[Dataset excerpt]
----------------

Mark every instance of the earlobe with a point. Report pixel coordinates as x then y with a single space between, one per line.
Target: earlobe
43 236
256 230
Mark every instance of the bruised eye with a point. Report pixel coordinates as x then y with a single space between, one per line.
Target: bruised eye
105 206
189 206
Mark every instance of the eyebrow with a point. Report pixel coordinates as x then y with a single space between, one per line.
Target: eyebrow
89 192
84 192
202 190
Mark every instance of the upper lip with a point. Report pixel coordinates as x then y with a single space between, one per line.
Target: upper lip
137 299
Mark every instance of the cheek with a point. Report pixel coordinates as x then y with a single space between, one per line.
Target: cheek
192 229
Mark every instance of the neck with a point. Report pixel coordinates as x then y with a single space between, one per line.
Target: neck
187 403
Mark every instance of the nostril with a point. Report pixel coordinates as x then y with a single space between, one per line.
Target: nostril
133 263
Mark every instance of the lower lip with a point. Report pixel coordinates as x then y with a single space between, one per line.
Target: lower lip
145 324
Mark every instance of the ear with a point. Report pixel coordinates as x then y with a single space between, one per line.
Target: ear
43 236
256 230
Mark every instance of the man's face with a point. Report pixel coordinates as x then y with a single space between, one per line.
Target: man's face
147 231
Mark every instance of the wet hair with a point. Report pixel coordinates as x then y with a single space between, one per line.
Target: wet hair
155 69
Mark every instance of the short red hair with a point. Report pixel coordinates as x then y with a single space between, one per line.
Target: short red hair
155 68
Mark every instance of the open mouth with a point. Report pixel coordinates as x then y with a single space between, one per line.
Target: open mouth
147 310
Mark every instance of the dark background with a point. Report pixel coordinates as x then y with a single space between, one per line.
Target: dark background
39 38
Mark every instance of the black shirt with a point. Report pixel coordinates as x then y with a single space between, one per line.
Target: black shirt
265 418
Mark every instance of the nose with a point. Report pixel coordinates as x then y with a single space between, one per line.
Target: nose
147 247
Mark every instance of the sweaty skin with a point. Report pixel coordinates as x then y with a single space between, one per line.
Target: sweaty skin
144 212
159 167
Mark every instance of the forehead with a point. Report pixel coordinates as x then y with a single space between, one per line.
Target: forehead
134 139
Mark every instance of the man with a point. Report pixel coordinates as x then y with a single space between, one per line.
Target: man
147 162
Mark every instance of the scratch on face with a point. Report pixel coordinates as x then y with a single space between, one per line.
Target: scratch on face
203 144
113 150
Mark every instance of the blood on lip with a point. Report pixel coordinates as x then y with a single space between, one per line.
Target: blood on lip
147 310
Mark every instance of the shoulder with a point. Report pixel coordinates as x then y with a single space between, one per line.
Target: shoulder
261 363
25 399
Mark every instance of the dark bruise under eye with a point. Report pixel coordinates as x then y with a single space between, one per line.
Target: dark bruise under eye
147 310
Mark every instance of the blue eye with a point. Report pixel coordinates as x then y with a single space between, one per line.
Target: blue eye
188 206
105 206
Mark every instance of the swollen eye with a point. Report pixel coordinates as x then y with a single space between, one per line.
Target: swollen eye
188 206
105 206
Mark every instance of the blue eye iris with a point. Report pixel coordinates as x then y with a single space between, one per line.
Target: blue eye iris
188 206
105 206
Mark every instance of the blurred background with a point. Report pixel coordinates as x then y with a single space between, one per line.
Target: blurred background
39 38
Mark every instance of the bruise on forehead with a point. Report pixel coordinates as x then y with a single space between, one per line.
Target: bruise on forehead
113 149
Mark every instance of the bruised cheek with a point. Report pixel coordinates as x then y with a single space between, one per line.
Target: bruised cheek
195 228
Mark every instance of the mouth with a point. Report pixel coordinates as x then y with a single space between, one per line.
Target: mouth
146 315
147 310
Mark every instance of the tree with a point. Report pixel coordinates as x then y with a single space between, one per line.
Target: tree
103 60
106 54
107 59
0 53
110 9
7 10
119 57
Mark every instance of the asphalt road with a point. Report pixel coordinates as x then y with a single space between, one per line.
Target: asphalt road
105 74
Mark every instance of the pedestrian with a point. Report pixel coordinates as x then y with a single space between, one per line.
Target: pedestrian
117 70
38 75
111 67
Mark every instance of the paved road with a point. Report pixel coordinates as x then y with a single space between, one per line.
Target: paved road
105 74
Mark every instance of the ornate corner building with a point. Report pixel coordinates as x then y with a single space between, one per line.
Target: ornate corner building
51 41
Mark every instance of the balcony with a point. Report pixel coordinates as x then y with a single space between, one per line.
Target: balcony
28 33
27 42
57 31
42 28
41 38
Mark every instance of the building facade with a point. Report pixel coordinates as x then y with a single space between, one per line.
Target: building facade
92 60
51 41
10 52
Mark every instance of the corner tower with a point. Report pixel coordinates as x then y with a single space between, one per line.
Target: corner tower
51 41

----------------

> PROBLEM TO SOLVE:
Reproduce every item above, substituting "image coordinates" for each occurrence of "pixel coordinates" and leaving all other text unchanged.

> REPLY:
Mark every instance of the earlobe with a point. Report image coordinates as x then y with a single space between, one per line.
Target: earlobe
43 236
256 230
Mark every instance of the bruised eye with a point. Report image coordinates as x then y with a single space between, one per line.
Target: bruised eye
105 206
189 206
Mark every instance of the eyebrow with a point. Report image coordinates as x then y with a single space between, one per line.
Target: eyebrow
89 192
84 192
202 190
Mark every instance of the upper lip with a point. Report image coordinates as x then y with a single space between, one per line.
Target: upper lip
137 299
Mark every instance of the cheek with a point. Report image coordinates as x then y with a single space between, one per line.
Target: cheek
192 229
Mark every instance of the neck with a point. Report image coordinates as x then y with a single space between, one per line.
Target: neck
187 403
Mark every instance of the nostril with a point. Report image coordinates as x then y with a single space between, one per line.
Target: nostril
133 263
Mark every instance of the lower lip with a point. Report image coordinates as x then y with a single space between, one per line.
Target: lower lip
145 324
Mark every instance of the ear with a point. Report image coordinates as x then y with a single space between, one per line.
Target: ear
43 236
256 230
Mark every instance of the man's face with a point. Report image coordinates as x then y with a single space between, one per line.
Target: man's face
147 231
Mark every instance of the wet hair with a point. Report image coordinates as x then y with a single space between, one per line.
Target: wet hair
155 69
Mark every instance of the short red hair with a point. Report image coordinates as x then y with a single space between, one per line.
Target: short red hair
155 68
Mark every instance of the open mouth with a point. Report image coordinates as x then y with a single space between, one per line.
Target: open mouth
147 310
Mark every instance of the dark background with a point. Report image coordinates as x then y with a single space between, one per line.
Target: dark background
39 38
Mark every instance of the black shirt with a point. Report image coordinates as x then y with a single space between, one per line.
Target: black shirt
265 418
Mark every instance of the nose with a point. Report image coordinates as x then y with a single space between, one per line.
Target: nose
147 247
Mark every instance of the sweaty skin with a point. Report image coordinates as x then y with a single space between, one per line.
Target: sweaty skin
144 212
159 167
Mark every instance of the forehead with a point. Report image coordinates as x then y with a single space between, one per line.
Target: forehead
134 139
Mark every instance of the man with a point. Report image coordinates as x then y with a single space between, one per line.
Target: man
147 162
Mark every instance of the scratch on face with a point. Report image coordinates as x then y with a single space between, one per line.
Target: scratch on face
203 144
113 150
Mark every instance of the blood on lip with a point. Report image coordinates as x then y with a single space between, one per line.
Target: blood on lip
147 310
Mark every instance of the shoulder with a point. Report image coordinates as x then y with a single space between, one per line.
Target: shoulder
261 363
25 399
Mark every instance of the dark bruise under eye with a point. Report image coordinates as x then y with a single space between, one per line.
Target: dark bruise under eye
147 310
Mark every instance of the blue eye with a point. Report image coordinates as x then y with a single space between, one per line.
Target: blue eye
188 206
105 206
Mark every instance of the swollen eye with a point. Report image coordinates as x then y with a single space between, one per line.
Target: swollen eye
188 206
105 206
Mark every instance of the blue eye iris with a point. Report image coordinates as x then y with a single space between, one per line.
Target: blue eye iris
188 206
105 206
Mark every instance of the blurred background with a point. Report image coordinates as x then y with a single space between, one per line.
Target: blurred background
39 38
Mark every instance of the bruise on forehead with a point. Report image coordinates as x then y with a single space between, one per line.
Target: bruise on forehead
113 149
Mark every instance of the bruised cheek with a point. Report image coordinates as x then y with a single space between, one per line.
Target: bruised cheek
195 228
Mark every instance of the mouth with a point. Report image coordinates as x then y with a single space between, one per line.
Target: mouth
146 315
147 310
Mark every instance of the tree with a point. Report image coordinates as x then y with a single space between, one per line.
Target: tree
103 60
106 54
107 59
0 53
110 9
7 10
119 57
Mark every instance of the asphalt road with a point. Report image coordinates as x then y with a single space between, one per line.
Target: asphalt road
105 74
Mark every instance of the pedestrian with a point. Report image coordinates as x then y with a single space between, one per line.
Target: pedestrian
117 70
38 75
111 67
Mark every instance of the paved road with a point. Report image coordinates as x then y with a single space between, one per line.
Target: paved road
105 74
Mark every instance of the ornate corner building with a point. Report image coordinates as x then y with a single space between, one per line.
Target: ornate corner building
51 41
Mark every instance of the balcony with a point. Report image coordinates as x then y with a single space between, one per line.
Target: balcony
28 33
27 42
57 31
42 28
41 38
Mark every instance of the building facade with a point. Report image coordinates as x then y with a single space between, one per line.
Target: building facade
92 60
51 41
10 52
Mark every instance of the corner tower with a point. Report image coordinates as x then y with a single space between, one per line.
Target: corner tower
51 41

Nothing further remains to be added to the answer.